Given problem:
Print only the line with "and white striped" and the lines after it, ending with the last line of the material, each exactly as it stands.

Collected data
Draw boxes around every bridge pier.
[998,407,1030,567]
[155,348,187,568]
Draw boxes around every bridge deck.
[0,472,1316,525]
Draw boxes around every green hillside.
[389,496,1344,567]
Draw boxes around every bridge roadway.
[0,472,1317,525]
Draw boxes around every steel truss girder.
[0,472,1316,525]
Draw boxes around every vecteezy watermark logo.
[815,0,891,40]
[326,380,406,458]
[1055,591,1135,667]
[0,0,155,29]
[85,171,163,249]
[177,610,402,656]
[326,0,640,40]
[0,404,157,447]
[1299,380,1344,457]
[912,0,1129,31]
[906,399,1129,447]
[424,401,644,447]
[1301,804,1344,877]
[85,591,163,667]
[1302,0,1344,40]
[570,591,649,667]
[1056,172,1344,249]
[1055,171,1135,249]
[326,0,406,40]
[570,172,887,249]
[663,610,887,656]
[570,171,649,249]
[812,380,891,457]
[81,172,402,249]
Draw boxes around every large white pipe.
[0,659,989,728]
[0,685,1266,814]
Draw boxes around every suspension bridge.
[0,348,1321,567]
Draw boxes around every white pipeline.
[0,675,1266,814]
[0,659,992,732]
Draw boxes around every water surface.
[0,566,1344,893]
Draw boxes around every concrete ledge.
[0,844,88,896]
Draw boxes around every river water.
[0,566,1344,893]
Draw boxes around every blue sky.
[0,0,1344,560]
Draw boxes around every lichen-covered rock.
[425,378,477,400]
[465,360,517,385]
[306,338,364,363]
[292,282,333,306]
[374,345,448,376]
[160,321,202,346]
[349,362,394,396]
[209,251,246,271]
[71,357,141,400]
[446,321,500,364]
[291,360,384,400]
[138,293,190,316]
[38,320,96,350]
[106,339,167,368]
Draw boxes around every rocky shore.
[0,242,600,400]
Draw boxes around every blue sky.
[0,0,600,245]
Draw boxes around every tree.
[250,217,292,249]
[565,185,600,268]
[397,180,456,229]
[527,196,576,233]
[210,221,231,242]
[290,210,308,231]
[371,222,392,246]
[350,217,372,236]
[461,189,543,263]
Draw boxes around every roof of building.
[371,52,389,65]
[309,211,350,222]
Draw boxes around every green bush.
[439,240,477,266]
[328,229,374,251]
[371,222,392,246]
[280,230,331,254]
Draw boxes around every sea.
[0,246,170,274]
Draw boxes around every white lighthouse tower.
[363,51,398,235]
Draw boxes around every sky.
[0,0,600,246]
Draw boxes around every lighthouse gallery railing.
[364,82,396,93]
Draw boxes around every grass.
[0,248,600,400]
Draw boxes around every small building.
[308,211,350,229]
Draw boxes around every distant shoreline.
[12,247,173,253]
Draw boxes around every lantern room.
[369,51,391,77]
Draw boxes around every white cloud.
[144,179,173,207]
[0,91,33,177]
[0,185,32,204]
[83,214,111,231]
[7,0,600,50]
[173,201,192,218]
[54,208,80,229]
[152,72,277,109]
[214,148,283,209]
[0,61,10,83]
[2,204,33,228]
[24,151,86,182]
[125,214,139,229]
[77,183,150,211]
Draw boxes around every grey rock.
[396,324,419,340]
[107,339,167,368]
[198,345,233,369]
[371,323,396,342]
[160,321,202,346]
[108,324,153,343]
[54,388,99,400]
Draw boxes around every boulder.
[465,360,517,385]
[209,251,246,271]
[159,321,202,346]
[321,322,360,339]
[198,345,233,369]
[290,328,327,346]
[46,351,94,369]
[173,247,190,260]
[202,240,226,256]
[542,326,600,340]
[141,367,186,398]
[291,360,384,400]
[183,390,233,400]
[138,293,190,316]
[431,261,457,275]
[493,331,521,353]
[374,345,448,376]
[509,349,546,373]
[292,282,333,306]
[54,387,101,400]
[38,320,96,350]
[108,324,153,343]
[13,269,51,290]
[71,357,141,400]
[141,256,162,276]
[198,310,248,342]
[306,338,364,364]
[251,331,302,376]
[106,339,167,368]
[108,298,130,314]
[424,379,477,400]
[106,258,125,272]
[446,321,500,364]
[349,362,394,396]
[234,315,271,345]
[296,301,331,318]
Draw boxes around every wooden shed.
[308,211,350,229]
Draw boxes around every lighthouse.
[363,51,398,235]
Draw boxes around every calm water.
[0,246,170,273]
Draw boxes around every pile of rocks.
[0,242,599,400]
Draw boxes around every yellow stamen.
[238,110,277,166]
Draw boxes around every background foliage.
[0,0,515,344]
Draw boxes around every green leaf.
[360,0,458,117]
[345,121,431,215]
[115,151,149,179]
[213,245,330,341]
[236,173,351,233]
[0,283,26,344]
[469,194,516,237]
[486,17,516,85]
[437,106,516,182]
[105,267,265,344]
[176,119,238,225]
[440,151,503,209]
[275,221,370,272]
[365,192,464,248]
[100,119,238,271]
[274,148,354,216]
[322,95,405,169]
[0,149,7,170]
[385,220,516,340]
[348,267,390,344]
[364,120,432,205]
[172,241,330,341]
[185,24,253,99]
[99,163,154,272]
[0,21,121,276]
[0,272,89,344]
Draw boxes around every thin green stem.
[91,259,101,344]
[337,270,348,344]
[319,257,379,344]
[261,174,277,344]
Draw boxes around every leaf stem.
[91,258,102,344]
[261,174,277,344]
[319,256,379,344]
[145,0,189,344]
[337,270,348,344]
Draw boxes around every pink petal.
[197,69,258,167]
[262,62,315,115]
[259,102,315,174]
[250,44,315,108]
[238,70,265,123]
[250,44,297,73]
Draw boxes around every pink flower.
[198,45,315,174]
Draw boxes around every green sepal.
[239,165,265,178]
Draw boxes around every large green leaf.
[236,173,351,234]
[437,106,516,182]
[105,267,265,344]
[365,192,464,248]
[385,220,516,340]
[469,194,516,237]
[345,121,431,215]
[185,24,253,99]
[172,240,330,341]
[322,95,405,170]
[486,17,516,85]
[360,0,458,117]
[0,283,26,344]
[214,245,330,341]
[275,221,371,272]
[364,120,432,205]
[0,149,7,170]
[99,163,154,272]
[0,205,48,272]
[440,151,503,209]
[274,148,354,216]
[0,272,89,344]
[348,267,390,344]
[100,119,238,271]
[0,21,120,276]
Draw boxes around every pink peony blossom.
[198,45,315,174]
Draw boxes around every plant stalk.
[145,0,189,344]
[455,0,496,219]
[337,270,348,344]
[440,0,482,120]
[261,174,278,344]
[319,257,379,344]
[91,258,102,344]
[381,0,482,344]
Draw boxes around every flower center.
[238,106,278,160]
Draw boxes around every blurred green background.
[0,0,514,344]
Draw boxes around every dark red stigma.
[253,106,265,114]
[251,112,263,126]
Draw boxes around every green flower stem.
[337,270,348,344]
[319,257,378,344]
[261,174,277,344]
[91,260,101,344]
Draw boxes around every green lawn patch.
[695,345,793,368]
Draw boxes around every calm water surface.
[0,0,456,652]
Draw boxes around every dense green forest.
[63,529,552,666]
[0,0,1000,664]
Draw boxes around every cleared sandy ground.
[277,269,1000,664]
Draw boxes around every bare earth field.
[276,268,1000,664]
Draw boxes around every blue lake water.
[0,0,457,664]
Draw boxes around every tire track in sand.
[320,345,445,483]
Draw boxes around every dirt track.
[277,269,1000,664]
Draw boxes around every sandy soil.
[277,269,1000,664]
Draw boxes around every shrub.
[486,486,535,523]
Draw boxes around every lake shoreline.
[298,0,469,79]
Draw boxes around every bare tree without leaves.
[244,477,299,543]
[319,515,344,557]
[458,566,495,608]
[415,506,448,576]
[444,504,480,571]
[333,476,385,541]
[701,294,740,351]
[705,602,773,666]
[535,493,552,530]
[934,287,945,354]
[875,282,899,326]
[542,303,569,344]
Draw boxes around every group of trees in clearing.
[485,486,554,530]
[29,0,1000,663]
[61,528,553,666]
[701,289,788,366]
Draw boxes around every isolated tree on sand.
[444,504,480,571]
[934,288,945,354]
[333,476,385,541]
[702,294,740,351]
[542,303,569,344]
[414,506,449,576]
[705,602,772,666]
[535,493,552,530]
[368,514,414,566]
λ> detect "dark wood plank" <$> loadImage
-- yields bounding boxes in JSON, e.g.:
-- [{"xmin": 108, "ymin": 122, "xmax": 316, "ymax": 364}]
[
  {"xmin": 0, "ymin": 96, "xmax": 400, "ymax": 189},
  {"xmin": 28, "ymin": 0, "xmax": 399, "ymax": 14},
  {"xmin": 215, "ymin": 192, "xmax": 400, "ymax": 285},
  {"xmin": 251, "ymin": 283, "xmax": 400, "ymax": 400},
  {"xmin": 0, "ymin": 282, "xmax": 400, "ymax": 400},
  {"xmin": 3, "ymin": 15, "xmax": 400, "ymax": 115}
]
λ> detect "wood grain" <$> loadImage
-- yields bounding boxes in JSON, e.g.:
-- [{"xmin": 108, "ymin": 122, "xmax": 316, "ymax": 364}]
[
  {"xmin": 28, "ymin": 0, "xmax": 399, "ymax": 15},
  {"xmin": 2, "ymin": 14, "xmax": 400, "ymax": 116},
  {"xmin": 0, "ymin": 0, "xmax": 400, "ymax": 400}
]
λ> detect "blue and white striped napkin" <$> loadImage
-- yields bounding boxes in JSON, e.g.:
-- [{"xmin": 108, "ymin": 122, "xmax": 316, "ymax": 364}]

Response to the exercise:
λ> detect "blue and white striped napkin" <$> loadImage
-- yields bounding boxes in JSON, e.g.:
-- [{"xmin": 108, "ymin": 122, "xmax": 316, "ymax": 364}]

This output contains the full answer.